- [Texto proporcionado]:
Siguiendo el ejemplo de la Academia Francesa, la emperatriz solicitó la elaboración del primer diccionario de la lengua nacional, y aunque en un principio el resultado la decepcionó, la princesa Dachkov, la encargada de la Academia Rusa, se dio a la tarea de depurar la lengua y los dialectos locales. Además, ordenó imprimir los escritos históricos de la zarina e invitó a la emperatriz a escribir en el diario que había fundado. Así, de forma anónima, Catalina redactó un par de artículos satíricos y algunas obras de teatro. “Me preguntáis -escribe a Grimm- por qué compongo tantas comedias. Primero, porque me divierte. Segundo, porque quisiera realzar el teatro nacional, que a falta de obras nuevas está un poco descuidado. Tercero, porque conviene castigar un poco a los visionarios que comienzan a levantar cabeza”. “El teatro es la escuela de la nación, debe estar sometido a mi vigilancia absoluta. Yo soy el maestro principal de esta escuela y mi deber ante Dios es responder por las costumbres de mi pueblo”, agregó. De ahí se entiende que la producción artística del imperio se haya desarrollado bajo su control y vigilancia, y que los pintores y escultores rusos fueran una minoría alrededor del trono de la zarina. Bajo su reinado, se publicaron crónicas sobre el pasado de Rusia, como el Relato de la campaña de Igor, se recopilaron e imprimieron los primeros Bylines (cantos épicos transmitidos oralmente de generación en generación) y la zarina escribió Memorias, un testimonio sobre el imperio.

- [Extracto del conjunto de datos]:
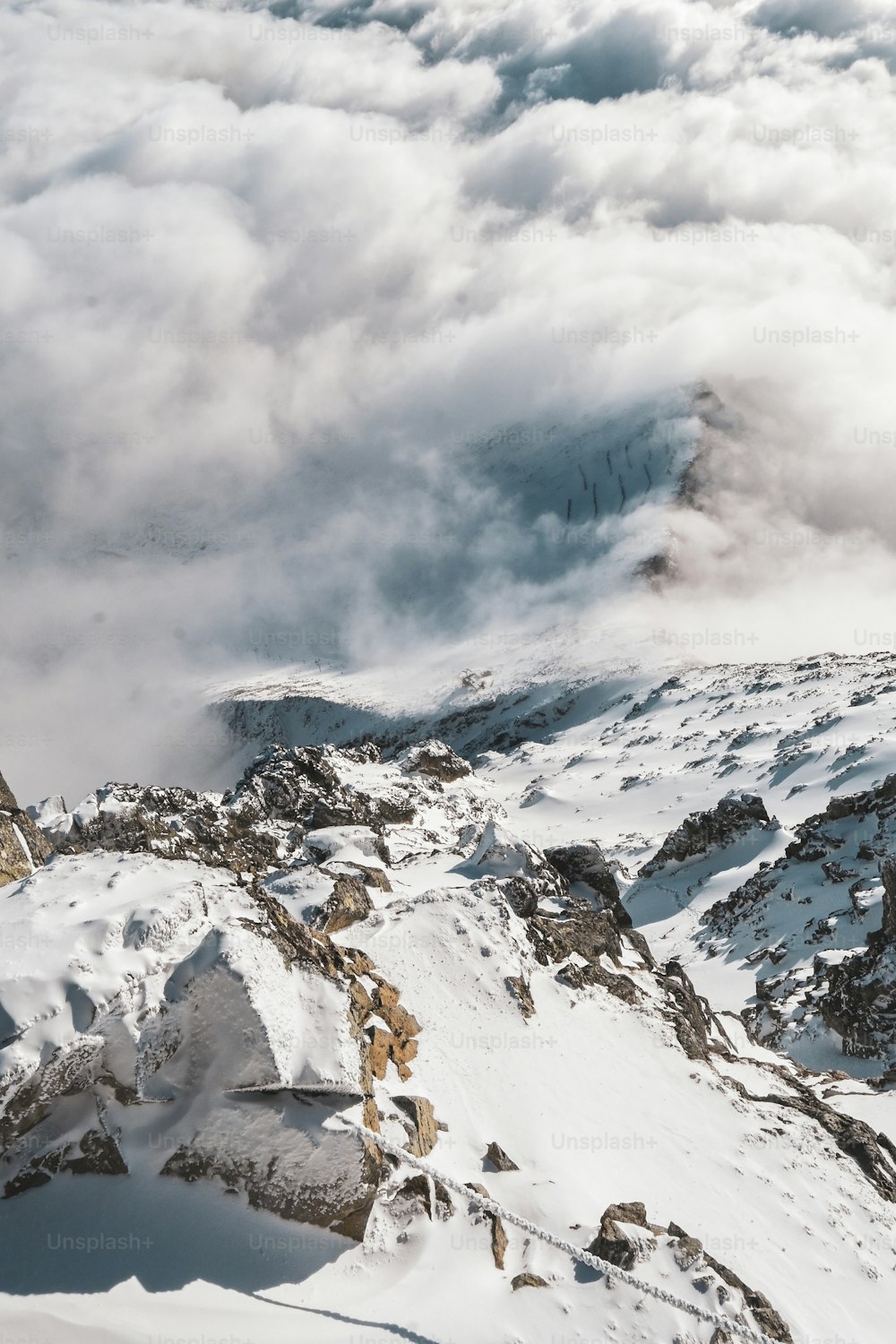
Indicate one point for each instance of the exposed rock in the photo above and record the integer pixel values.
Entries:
(888, 878)
(587, 863)
(424, 1136)
(349, 905)
(430, 1195)
(519, 986)
(22, 847)
(260, 1109)
(285, 793)
(498, 1159)
(438, 761)
(704, 831)
(611, 1244)
(689, 1012)
(498, 1236)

- [Tu objetivo]: Prosigue el texto sobre Catalina y la vida cultural del imperio ruso a partir de su última oración.

- [Resultado del ejercicio]:
Así como el arte fue fundamental en el mantenimiento del orden social al interior de su tierra, la relación con la comunidad académica europea le dio una plataforma de propaganda y de proyección internacional, convirtiéndose en un actor clave y respetado en el escenario mundial de la época. Aunque con la Revolución Francesa renegó de los pensadores, pues los consideró como incitadores del desorden, la zarina mantuvo una relación estrecha con Voltaire y Diderot por varios años. El primero le dedicó estos versos: “Dios, que me arrebatáis ojos y oídos / volvédmelos ahora, ¡en este instante parto! / Feliz quien ve la augusta maravilla / de Catalina. ¡Feliz quien puede oírla! / Complacer y reinar son sus talentos; / pero el primero mucho más se me alcanza. / Con vuestro ingenio deslumbráis al sabio / que al veros dejará de serlo”. Diderot agregó: “Gran princesa, me prosterno a vuestros pies; extiendo hacia vos mis dos brazos; querría hablaros, pero mi alma se comprime, mi cabeza se turba, las ideas se me confunden, me enternezco como un niño y las verdaderas expresiones del sentimiento que me colman expiran al borde de mis labios. ¡Oh, Catalina! ¡Tened la certeza de que vuestro reino es más poderoso en París que en San Petersburgo!”.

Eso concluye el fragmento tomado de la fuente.